→ TASK DIRECTIONS
Nothing but an exact copy of the records below counts as the answer.

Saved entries
────────

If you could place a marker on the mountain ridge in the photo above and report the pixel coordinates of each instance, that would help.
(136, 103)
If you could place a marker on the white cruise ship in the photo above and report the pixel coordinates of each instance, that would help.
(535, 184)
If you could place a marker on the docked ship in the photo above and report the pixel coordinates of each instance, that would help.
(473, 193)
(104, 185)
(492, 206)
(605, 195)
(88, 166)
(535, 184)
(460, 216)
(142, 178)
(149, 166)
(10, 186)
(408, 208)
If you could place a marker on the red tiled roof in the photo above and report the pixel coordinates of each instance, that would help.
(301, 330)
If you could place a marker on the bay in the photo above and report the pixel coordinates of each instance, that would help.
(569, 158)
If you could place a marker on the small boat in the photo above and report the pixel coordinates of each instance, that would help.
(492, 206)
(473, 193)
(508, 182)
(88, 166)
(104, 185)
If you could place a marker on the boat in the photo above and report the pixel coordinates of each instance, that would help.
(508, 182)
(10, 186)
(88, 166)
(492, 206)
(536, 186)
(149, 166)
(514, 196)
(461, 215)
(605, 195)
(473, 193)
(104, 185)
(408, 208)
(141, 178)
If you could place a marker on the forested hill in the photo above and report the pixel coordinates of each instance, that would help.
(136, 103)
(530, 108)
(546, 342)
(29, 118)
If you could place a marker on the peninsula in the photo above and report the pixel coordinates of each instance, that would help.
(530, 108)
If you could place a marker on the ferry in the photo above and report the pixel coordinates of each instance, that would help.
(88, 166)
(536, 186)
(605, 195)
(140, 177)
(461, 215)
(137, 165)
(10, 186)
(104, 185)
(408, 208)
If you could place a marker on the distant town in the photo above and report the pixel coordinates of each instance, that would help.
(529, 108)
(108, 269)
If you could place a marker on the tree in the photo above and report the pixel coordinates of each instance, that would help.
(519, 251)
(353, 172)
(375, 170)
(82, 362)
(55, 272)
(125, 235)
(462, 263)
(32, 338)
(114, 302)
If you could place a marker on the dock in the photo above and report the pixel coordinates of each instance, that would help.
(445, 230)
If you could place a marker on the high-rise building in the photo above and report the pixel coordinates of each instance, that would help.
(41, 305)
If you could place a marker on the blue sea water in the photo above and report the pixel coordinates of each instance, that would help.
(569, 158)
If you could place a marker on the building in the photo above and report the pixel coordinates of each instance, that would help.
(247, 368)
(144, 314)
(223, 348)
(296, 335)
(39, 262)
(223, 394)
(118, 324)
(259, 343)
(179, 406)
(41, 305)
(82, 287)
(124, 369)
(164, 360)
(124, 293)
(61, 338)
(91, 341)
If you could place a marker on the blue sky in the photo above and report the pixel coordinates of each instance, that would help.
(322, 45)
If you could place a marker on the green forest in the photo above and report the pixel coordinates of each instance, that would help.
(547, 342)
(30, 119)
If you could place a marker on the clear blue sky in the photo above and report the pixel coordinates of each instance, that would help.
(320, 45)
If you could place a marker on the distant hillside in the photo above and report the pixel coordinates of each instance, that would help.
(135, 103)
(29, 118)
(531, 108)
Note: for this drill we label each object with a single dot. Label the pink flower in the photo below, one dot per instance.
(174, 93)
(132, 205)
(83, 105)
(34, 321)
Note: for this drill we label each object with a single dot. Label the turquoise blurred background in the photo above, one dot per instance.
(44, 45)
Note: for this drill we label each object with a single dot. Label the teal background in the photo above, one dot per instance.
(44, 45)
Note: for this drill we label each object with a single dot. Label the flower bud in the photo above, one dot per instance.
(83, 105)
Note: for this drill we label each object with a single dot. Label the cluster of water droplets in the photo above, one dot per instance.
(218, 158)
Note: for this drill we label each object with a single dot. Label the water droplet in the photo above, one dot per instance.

────────

→ REPLY TO THE EXERCISE
If you could place a marker on the mountain ridge in the photo above and report the pixel coordinates of each instance, that would help.
(136, 103)
If you could place a marker on the white cruise ship in the photo above and report the pixel coordinates of each instance, that would help.
(535, 184)
If you could place a marker on the docked ship in the photo above and report the pixel coordinates of each instance, that would help.
(473, 193)
(104, 185)
(492, 206)
(605, 195)
(88, 166)
(535, 184)
(460, 216)
(142, 178)
(149, 166)
(10, 186)
(408, 208)
If you could place a marker on the red tiled roof in the photo above and report the pixel coordinates of each instance, that would help.
(301, 330)
If you could place a marker on the bay in the photo above and report the pixel coordinates of each instance, that would help.
(569, 158)
If you could place a marker on the small boat in the photo above and report the pixel coordinates of each instance, that would help.
(492, 206)
(473, 193)
(508, 182)
(88, 166)
(104, 185)
If you could place a marker on the boat in the photo above and report the pixel coordinates of each instance, that would help.
(508, 182)
(10, 186)
(88, 166)
(492, 206)
(536, 186)
(149, 166)
(514, 196)
(461, 215)
(605, 195)
(473, 193)
(104, 185)
(408, 208)
(141, 178)
If you could place a marker on the forested hill in the photo above and report the pixel coordinates of each instance, that would help.
(136, 103)
(530, 108)
(546, 342)
(29, 118)
If you could place a marker on the peninsula in the photo above and report the pixel coordinates of each instance, that would help.
(530, 108)
If you could place a marker on the ferry in the photo above and report the pixel coordinates of each instance, that would help.
(88, 166)
(536, 186)
(605, 195)
(140, 177)
(461, 215)
(137, 165)
(10, 186)
(104, 185)
(408, 208)
If you could place a marker on the distant town in the photo above and report the pixel coordinates of each instance, that would help.
(529, 108)
(108, 269)
If you could place a marker on the tree in the photo above and report the pixel coordinates of each instance, that would help.
(519, 251)
(353, 172)
(375, 170)
(82, 362)
(55, 272)
(125, 235)
(462, 263)
(32, 338)
(114, 302)
If you could place a marker on the dock in the photo above and report the pixel coordinates of each instance, that would help.
(445, 230)
If you could place a marker on the high-rise building in the photo above and report the pixel coordinates of each instance, that would help.
(41, 305)
If you could place a marker on the blue sea water in the photo above and report the pixel coordinates of each instance, that would help.
(569, 158)
If you could place a marker on the building in the photo above and report the pixel coordinates of each instance, that would help.
(247, 368)
(144, 314)
(223, 348)
(296, 335)
(39, 262)
(223, 394)
(118, 324)
(259, 343)
(179, 406)
(41, 305)
(82, 287)
(124, 369)
(164, 360)
(124, 293)
(61, 338)
(91, 341)
If you could place a marker on the blue sky in the photo above and report the pixel coordinates of each instance, that would help.
(322, 45)
If you could place a marker on the green forest in the photo above and report the pixel coordinates of each instance, that would help.
(547, 342)
(30, 119)
If you could place a marker on the clear blue sky in the photo above and report the pixel coordinates of each instance, that would help.
(320, 45)
If you could place a marker on the distant hillside in the photo above and report the pixel coordinates of each instance, that would help.
(135, 103)
(29, 118)
(531, 108)
Note: for this drill we label each object with a single dot. Label the pink flower in the photo below, one dot per instance.
(174, 93)
(132, 205)
(83, 105)
(34, 321)
Note: for this drill we label each object with a single dot. Label the turquoise blurred background in the photo above, one dot per instance.
(44, 45)
Note: for this drill we label each object with a single dot. Label the teal background in the photo above, one dot per instance.
(44, 45)
Note: for this drill we label each object with a single dot. Label the flower bud in the photo above, one dot per instance.
(83, 105)
Note: for this drill we label each object with a single dot. Label the cluster of water droplets in the photo above, one dot per instance.
(218, 158)
Note: for this drill we label each object with a single dot. Label the water droplet in the photo above, one dot per instance.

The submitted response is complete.